» **Task goal**:
Please set down each record exactly as it appears, but leave out any pictures.

» **Record set**:
+-------+
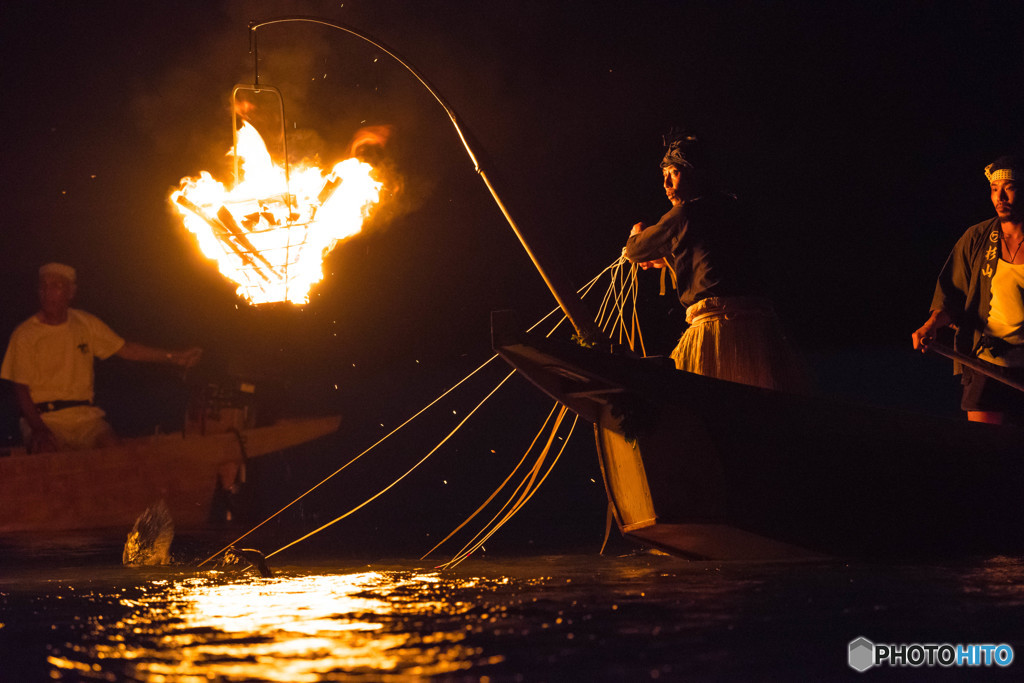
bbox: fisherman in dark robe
[623,130,802,391]
[913,155,1024,424]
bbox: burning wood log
[317,174,342,205]
[216,206,282,276]
[309,175,344,223]
[242,210,278,230]
[173,195,274,283]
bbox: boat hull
[492,313,1024,560]
[0,416,340,534]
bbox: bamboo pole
[928,342,1024,394]
[247,17,606,346]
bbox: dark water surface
[2,537,1024,682]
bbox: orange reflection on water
[84,570,489,681]
[960,556,1024,603]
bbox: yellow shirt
[980,260,1024,366]
[0,309,125,402]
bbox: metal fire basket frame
[230,84,290,193]
[228,83,297,299]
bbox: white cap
[39,263,76,282]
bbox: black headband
[661,131,701,169]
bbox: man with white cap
[0,263,203,452]
[913,155,1024,424]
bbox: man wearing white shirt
[1,263,203,451]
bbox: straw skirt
[670,296,803,391]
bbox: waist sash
[685,296,774,326]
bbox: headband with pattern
[985,163,1019,182]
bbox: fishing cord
[437,407,569,567]
[599,502,615,556]
[600,257,632,335]
[618,260,645,353]
[422,404,567,562]
[614,261,637,347]
[630,263,648,356]
[266,369,517,559]
[418,266,637,562]
[594,256,638,346]
[610,258,632,346]
[439,410,580,569]
[199,257,624,566]
[427,259,640,565]
[421,260,647,566]
[593,257,626,332]
[197,352,504,566]
[597,256,646,354]
[419,402,562,560]
[264,264,612,560]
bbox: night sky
[2,1,1024,448]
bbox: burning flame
[171,122,383,304]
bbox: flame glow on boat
[171,122,383,305]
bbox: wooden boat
[491,311,1024,560]
[0,415,340,534]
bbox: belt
[978,334,1024,358]
[35,399,93,414]
[976,334,1024,368]
[685,296,774,325]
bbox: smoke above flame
[171,122,383,305]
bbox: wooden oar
[927,342,1024,394]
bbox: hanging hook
[247,20,260,87]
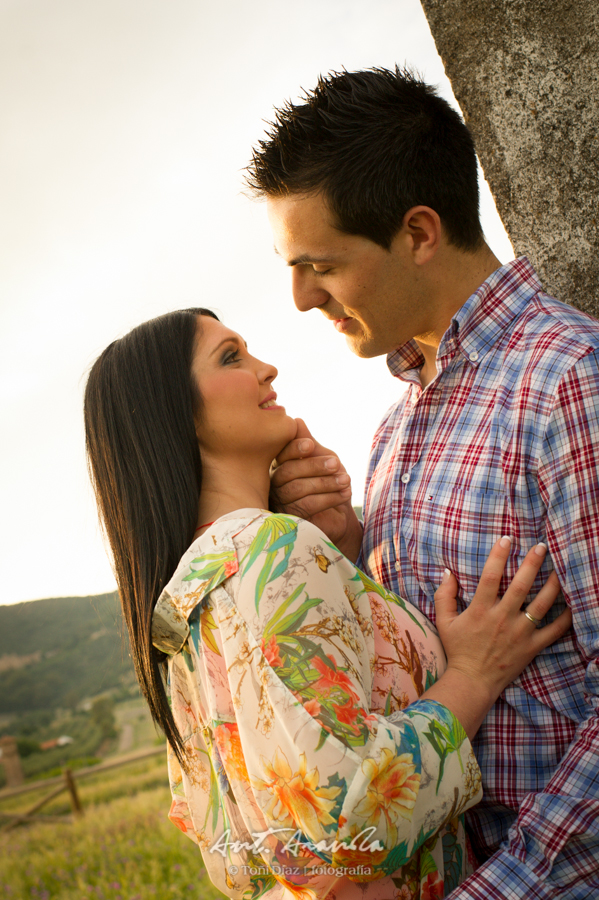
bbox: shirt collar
[151,508,266,655]
[387,257,541,380]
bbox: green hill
[0,592,135,715]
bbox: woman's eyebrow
[209,336,247,357]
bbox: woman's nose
[292,267,329,312]
[256,357,278,383]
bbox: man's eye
[312,267,331,277]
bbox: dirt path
[118,722,134,753]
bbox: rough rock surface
[420,0,598,316]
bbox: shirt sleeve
[447,350,599,899]
[213,516,482,881]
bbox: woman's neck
[196,456,271,527]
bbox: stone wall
[420,0,598,316]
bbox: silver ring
[523,610,540,627]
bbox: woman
[84,309,570,900]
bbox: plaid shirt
[361,258,599,899]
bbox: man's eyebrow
[273,246,333,267]
[209,336,247,357]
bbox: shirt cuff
[446,848,555,900]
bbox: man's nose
[292,267,329,312]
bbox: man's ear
[399,206,442,264]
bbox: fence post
[63,767,83,818]
[0,736,24,788]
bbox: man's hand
[271,419,363,561]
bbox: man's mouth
[333,317,352,332]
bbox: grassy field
[0,753,228,900]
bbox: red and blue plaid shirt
[361,258,599,898]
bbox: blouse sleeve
[187,514,482,882]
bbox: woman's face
[192,316,297,461]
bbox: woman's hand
[422,537,573,740]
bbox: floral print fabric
[152,509,482,899]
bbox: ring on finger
[523,610,540,627]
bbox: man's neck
[417,346,439,389]
[415,242,502,390]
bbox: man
[246,68,599,898]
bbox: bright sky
[0,0,513,606]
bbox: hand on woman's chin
[270,416,299,469]
[286,415,299,444]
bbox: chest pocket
[407,483,508,602]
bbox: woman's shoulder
[168,509,275,579]
[152,510,268,655]
[191,509,333,558]
[234,509,331,543]
[229,511,344,568]
[152,510,343,655]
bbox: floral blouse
[152,510,482,899]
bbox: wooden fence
[0,744,164,831]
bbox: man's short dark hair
[247,66,484,252]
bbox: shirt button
[469,351,479,362]
[394,562,401,572]
[401,473,410,483]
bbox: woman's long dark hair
[84,308,218,764]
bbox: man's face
[267,192,429,358]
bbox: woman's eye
[223,350,241,365]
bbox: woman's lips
[259,393,285,411]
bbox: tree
[90,696,117,740]
[420,0,599,315]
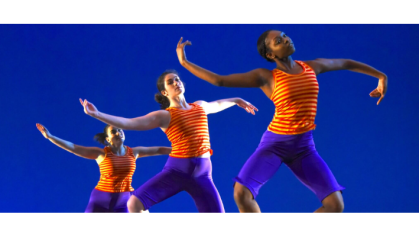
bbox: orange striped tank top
[95,146,136,192]
[165,103,213,158]
[268,60,319,135]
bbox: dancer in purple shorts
[36,123,171,212]
[79,70,258,213]
[176,31,388,212]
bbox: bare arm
[194,98,258,115]
[176,38,270,88]
[80,99,167,131]
[36,123,103,160]
[305,59,388,105]
[132,146,172,159]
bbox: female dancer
[79,70,258,213]
[36,123,171,212]
[175,31,388,213]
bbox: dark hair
[154,69,178,110]
[93,125,111,146]
[257,30,275,63]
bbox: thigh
[111,192,132,213]
[85,189,111,213]
[185,177,225,213]
[132,170,186,210]
[286,148,345,202]
[233,145,283,199]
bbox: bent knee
[127,196,145,213]
[324,199,344,212]
[327,201,344,212]
[233,183,254,203]
[322,191,344,212]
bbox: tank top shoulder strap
[295,60,315,73]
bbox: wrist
[92,111,100,118]
[181,59,189,67]
[378,73,387,81]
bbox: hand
[235,98,258,115]
[369,75,387,105]
[79,98,99,117]
[176,37,192,66]
[36,123,52,139]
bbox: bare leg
[314,191,344,213]
[233,182,261,213]
[127,195,149,213]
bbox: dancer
[175,31,388,213]
[79,70,258,213]
[36,123,171,212]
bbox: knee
[325,199,344,212]
[233,183,253,205]
[127,196,145,213]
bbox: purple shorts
[132,157,224,212]
[234,130,344,202]
[85,189,132,213]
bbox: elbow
[214,77,226,87]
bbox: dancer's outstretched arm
[80,99,167,131]
[36,123,103,160]
[176,37,271,88]
[132,146,172,159]
[305,59,388,105]
[195,98,258,115]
+-------+
» **Task output**:
bbox: fisherman in dark robe
[623,130,802,391]
[913,155,1024,424]
bbox: burning wood log
[317,174,342,205]
[216,206,282,276]
[309,175,344,223]
[242,210,278,230]
[173,195,274,283]
bbox: boat hull
[492,313,1024,560]
[0,416,340,534]
bbox: bamboo pole
[928,342,1024,394]
[247,17,606,346]
bbox: dark water surface
[2,537,1024,682]
bbox: orange reflection on water
[84,570,489,681]
[960,556,1024,603]
bbox: yellow shirt
[980,260,1024,366]
[0,309,125,402]
bbox: metal fire basket frame
[230,84,290,193]
[228,83,297,299]
bbox: white cap
[39,263,76,282]
bbox: black headband
[661,131,701,169]
bbox: man with white cap
[0,263,203,452]
[913,155,1024,424]
bbox: man wearing white shirt
[1,263,203,451]
bbox: straw skirt
[670,296,803,391]
bbox: waist sash
[685,296,774,326]
bbox: headband with pattern
[985,163,1019,182]
bbox: fishing cord
[437,407,569,567]
[599,502,615,556]
[600,257,632,335]
[618,260,645,353]
[422,404,567,562]
[614,261,637,347]
[630,263,648,356]
[266,369,517,559]
[418,266,637,562]
[594,256,638,346]
[610,258,632,346]
[439,410,580,569]
[199,257,624,566]
[427,259,640,565]
[421,260,647,566]
[593,257,626,332]
[197,352,504,566]
[597,256,646,354]
[419,402,562,560]
[264,264,612,560]
bbox: night sky
[2,1,1024,448]
bbox: burning flame
[171,122,383,304]
bbox: flame glow on boat
[171,122,383,305]
bbox: wooden boat
[491,311,1024,560]
[0,415,340,534]
bbox: belt
[978,334,1024,358]
[35,399,93,414]
[976,334,1024,368]
[685,296,774,325]
bbox: smoke above flame
[171,122,383,305]
bbox: wooden oar
[927,342,1024,394]
bbox: hanging hook
[247,20,260,87]
bbox: shirt collar
[151,508,266,655]
[387,257,541,380]
bbox: green hill
[0,592,135,715]
bbox: woman's eyebrow
[209,336,247,357]
bbox: woman's nose
[292,267,329,312]
[256,357,278,383]
bbox: man's eye
[312,267,331,277]
bbox: dirt path
[118,722,134,753]
bbox: rough rock surface
[420,0,598,316]
bbox: shirt sleeve
[447,350,599,899]
[213,516,482,881]
bbox: woman's neck
[196,456,271,527]
bbox: stone wall
[420,0,598,316]
bbox: silver ring
[523,610,540,627]
bbox: woman
[84,309,570,900]
bbox: plaid shirt
[361,258,599,899]
bbox: man's eyebrow
[273,246,333,267]
[209,336,247,357]
bbox: shirt cuff
[446,848,555,900]
bbox: man's nose
[292,267,329,312]
bbox: man's ear
[399,206,442,264]
bbox: fence post
[63,767,83,818]
[0,736,24,788]
bbox: man's hand
[271,419,363,561]
bbox: man's mouth
[333,317,352,332]
bbox: grassy field
[0,753,228,900]
bbox: red and blue plaid shirt
[361,258,599,898]
bbox: blouse sleeve
[187,514,482,882]
bbox: woman's face
[192,316,297,461]
bbox: woman's hand
[422,537,573,740]
bbox: floral print fabric
[152,509,482,899]
bbox: ring on finger
[523,610,540,627]
bbox: man's neck
[417,346,439,389]
[415,242,502,390]
bbox: man
[246,68,599,898]
bbox: bright sky
[0,0,513,606]
bbox: hand on woman's chin
[270,416,299,469]
[286,415,299,444]
bbox: chest pocket
[407,483,508,602]
bbox: woman's shoulder
[168,509,275,579]
[152,510,268,655]
[191,509,333,558]
[234,509,331,543]
[229,511,344,568]
[152,510,343,655]
bbox: floral blouse
[152,510,482,899]
bbox: wooden fence
[0,744,164,831]
bbox: man's short dark hair
[247,66,484,252]
bbox: shirt button
[469,351,479,362]
[394,562,401,572]
[401,473,410,483]
bbox: woman's long dark hair
[84,308,218,764]
bbox: man's face
[267,192,429,358]
bbox: woman's eye
[223,350,241,365]
bbox: woman's lips
[259,393,285,411]
bbox: tree
[90,696,117,740]
[420,0,599,315]
bbox: orange striped tank top
[95,146,136,192]
[165,103,213,158]
[268,60,319,135]
bbox: dancer in purple shorts
[36,123,171,212]
[79,70,258,213]
[176,31,388,212]
bbox: bare arm
[194,98,258,115]
[176,38,270,88]
[80,99,167,131]
[36,123,103,160]
[305,59,388,105]
[132,146,172,159]
bbox: female dancer
[79,70,258,213]
[36,123,171,212]
[175,31,388,213]
bbox: dark hair
[154,69,178,110]
[93,125,111,146]
[257,30,275,63]
bbox: thigh
[111,192,132,213]
[85,189,111,213]
[185,177,225,213]
[132,170,186,210]
[286,148,345,202]
[233,145,283,199]
bbox: bent knee
[127,196,145,213]
[324,199,344,212]
[327,201,344,212]
[233,183,254,203]
[322,191,344,212]
bbox: tank top shoulder strap
[295,60,315,73]
bbox: wrist
[92,111,100,118]
[181,59,189,67]
[378,73,387,81]
bbox: hand
[235,98,258,115]
[369,75,387,105]
[79,98,99,117]
[176,37,192,66]
[36,123,52,139]
bbox: bare leg
[314,191,344,213]
[233,182,261,213]
[127,195,149,213]
bbox: dancer
[175,31,388,213]
[79,70,258,213]
[36,123,171,212]
bbox: knee
[325,199,344,212]
[233,183,253,205]
[127,196,145,213]
bbox: purple shorts
[132,157,224,212]
[234,130,344,202]
[85,189,132,213]
bbox: elbow
[214,77,226,87]
bbox: dancer's outstretched arm
[80,99,167,131]
[36,123,103,160]
[176,37,271,88]
[132,146,172,159]
[305,59,388,105]
[195,98,258,115]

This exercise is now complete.